Omit the pictures, please, and give each record below again exactly.

INFORMATION GIVEN: Begin

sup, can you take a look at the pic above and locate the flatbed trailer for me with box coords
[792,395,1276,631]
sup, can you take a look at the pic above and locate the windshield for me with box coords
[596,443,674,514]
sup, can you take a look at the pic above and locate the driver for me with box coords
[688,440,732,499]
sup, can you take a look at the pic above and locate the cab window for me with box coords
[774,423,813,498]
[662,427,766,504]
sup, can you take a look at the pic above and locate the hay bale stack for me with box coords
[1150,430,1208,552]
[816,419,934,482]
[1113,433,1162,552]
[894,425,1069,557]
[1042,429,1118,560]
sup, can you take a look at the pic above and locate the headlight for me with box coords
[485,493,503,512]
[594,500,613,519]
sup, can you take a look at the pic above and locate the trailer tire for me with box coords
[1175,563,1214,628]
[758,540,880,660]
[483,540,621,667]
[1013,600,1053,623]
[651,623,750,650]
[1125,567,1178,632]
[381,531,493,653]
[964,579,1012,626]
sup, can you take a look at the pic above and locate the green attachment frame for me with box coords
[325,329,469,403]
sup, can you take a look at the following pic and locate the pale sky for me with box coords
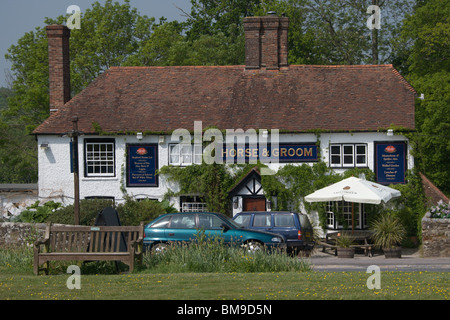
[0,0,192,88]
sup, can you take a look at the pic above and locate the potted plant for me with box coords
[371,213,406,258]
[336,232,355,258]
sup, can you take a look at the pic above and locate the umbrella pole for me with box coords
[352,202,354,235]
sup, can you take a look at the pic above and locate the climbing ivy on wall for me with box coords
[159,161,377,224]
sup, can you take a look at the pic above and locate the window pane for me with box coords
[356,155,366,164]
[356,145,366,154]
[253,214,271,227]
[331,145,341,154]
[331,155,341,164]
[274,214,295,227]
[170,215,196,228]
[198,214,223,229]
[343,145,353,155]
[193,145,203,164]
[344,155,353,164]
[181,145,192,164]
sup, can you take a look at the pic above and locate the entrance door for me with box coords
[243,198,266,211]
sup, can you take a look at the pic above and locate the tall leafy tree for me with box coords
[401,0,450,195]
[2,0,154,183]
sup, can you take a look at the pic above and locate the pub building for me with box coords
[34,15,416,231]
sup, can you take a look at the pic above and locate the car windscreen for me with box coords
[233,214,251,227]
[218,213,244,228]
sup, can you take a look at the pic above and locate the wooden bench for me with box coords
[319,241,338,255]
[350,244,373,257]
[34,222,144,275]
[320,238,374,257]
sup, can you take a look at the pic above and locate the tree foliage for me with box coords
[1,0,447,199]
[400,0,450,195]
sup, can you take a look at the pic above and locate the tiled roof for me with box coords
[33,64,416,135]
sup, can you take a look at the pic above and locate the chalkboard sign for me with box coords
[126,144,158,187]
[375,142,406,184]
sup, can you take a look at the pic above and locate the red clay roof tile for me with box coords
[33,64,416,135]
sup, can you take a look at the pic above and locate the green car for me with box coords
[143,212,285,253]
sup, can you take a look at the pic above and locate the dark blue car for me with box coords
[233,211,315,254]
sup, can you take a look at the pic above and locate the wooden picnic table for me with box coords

INFORMATION GIVEN: End

__ANSWER TO THIS TASK__.
sup, can you take a look at the pic above and locate the flatbed trailer for me with box coords
[792,395,1276,631]
sup, can you take a look at the pic above and locate the windshield for me with box coords
[596,443,674,514]
sup, can you take a look at the pic above and locate the driver for me with box coords
[688,440,732,499]
sup, can you take a look at the pic above and locate the cab window for me with box coords
[774,423,813,498]
[662,427,766,504]
sup, can you take a look at the pic above and locate the hay bale stack for me with box coords
[1150,430,1208,552]
[816,419,934,482]
[1113,433,1162,552]
[894,425,1069,557]
[1042,429,1118,560]
sup, can you take a look at the pic above and locate the headlight for me with box coords
[485,493,503,512]
[594,500,613,519]
sup, can you take a look at the pic above and locate the trailer tire for me with box coords
[1175,563,1214,628]
[758,540,880,660]
[483,540,621,667]
[1013,600,1053,623]
[651,623,750,650]
[1125,567,1178,632]
[381,531,493,653]
[964,579,1012,626]
sup, can you take a look at the pic above and locate the green attachment frame for me with box coords
[325,329,469,403]
sup, can you take a look at the following pic and locate the pale sky for me with box coords
[0,0,192,88]
sup, can you take a look at the pic above and locate the potted plant for me with box coords
[371,213,406,258]
[336,232,355,258]
sup, can you take a look at the pic above and locate the umbrella pole for me with box coords
[352,202,354,235]
sup, can you take a look at the pic above and locate the climbing ivy on wall for me with box coords
[159,161,377,224]
sup, can you take a look at the pic above and locate the window pane for me with box coords
[356,155,366,164]
[356,145,366,154]
[253,214,271,227]
[331,145,341,154]
[331,155,341,164]
[274,214,295,227]
[170,215,196,228]
[198,214,223,229]
[343,145,353,155]
[193,145,203,164]
[344,155,353,164]
[181,145,192,164]
sup, can you take a look at the pic above and locate the entrance door for me with box coords
[243,198,266,211]
sup, can you take a look at the pic above and locate the tall leafy tree for me with box coords
[401,0,450,195]
[2,0,154,183]
sup, can you take a look at the pic above and locate the pub building for me with box coords
[34,15,416,231]
sup, can you take a look at the pic above and locate the car windscreen for me with box coords
[233,214,251,227]
[218,213,244,228]
sup, can you take a look at the pic above and locate the wooden bench for me with box coords
[319,241,338,255]
[350,244,373,257]
[34,222,144,275]
[320,238,374,257]
sup, can you take a look at the pic above and locate the tree foliage for me with box coords
[1,0,447,199]
[400,0,450,195]
sup, can you take a look at the pic above and locate the tiled roof for me with box coords
[33,64,416,135]
sup, can you take a look at the pic above and locate the chalkboard sign for me with box coords
[126,144,158,187]
[375,142,406,184]
sup, can you take a look at the pic above and locate the red clay roof tile for me with box coords
[33,64,416,135]
sup, can you take a look at the pic above and locate the green car for me with box coords
[143,212,285,253]
sup, can you take a look at the pic above and locate the dark blue car for me with box coords
[233,211,315,254]
sup, can you take a look at the pic above and locate the wooden picnic table for me with box coords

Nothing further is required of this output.